● Stated goal 1: Name every kind of metadata (structural, descriptive, and so on) that the passage on AIP metadata mentions by name.
● Stated goal 2: In the passage on AIP metadata, reproduce word for word the part that opens with the words containing "AIP metadata" and closes with "are the following.".

● Passage:
╔══

The result of this process is a sequence of physical containers of child-AIPs plus one additional parent-AIP. The relation of the AIPs is expressed by means of structural metadata in the METS files.

AIP metadata

The AIP format specifies the use of structural and preservation metadata. Any type of additional metadata, such as descriptive metadata using Dublin Core or EAD3, can be used.

In the following, XML elements are either enclosed between angle brackets (e.g. <fileSpec>) or addressed using XPath syntax (e.g. /mets/metsHdr). In the latter case a leading slash selects a node from the XML document root and the double slash (//) selects nodes in the document from the current node that match the selection, no matter where they are. Also in line with the XPath syntax, element attributes have a leading ’@’ character. For example //mets:file/@USE denotes the USE attribute of a <file> element.

Structural metadata

Structural metadata is expressed by means of the METS standard. Some of the high level functions which the standard fulfils in the context of the AIP are the following.

╚══

Entries from a point annotation set
╔══

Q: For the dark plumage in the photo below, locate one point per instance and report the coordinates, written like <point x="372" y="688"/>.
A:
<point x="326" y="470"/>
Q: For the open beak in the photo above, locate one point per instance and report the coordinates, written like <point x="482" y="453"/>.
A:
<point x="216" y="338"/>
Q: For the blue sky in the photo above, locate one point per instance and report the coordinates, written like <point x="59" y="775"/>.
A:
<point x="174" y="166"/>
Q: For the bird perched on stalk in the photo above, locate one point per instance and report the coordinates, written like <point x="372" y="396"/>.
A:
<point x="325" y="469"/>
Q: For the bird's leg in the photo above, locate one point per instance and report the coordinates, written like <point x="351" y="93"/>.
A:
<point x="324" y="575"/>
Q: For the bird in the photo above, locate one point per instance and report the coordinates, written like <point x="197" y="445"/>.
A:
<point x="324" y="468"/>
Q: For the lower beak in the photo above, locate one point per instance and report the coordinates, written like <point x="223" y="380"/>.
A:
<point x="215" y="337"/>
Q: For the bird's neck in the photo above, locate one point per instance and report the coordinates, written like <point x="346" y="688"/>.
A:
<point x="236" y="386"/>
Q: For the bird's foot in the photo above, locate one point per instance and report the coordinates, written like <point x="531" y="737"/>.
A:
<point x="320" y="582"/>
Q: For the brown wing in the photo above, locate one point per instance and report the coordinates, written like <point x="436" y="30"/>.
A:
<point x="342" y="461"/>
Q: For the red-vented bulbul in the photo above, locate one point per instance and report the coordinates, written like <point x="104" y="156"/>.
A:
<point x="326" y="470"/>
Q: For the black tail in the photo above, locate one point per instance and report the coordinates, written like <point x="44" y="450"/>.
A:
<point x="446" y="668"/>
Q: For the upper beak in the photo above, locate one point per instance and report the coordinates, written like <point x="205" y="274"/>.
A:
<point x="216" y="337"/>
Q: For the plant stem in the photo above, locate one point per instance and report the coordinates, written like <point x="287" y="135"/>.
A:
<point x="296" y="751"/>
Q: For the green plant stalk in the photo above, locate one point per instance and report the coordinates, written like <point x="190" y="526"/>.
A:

╚══

● Complete answer 1: Structural metadata, preservation metadata, descriptive metadata

● Complete answer 2:
AIP metadata

The AIP format specifies the use of structural and preservation metadata. Any type of additional metadata, such as descriptive metadata using Dublin Core or EAD3, can be used.

In the following, XML elements are either enclosed between angle brackets (e.g. <fileSpec>) or addressed using XPath syntax (e.g. /mets/metsHdr). In the latter case a leading slash selects a node from the XML document root and the double slash (//) selects nodes in the document from the current node that match the selection, no matter where they are. Also in line with the XPath syntax, element attributes have a leading ’@’ character. For example //mets:file/@USE denotes the USE attribute of a <file> element.

Structural metadata

Structural metadata is expressed by means of the METS standard. Some of the high level functions which the standard fulfils in the context of the AIP are the following.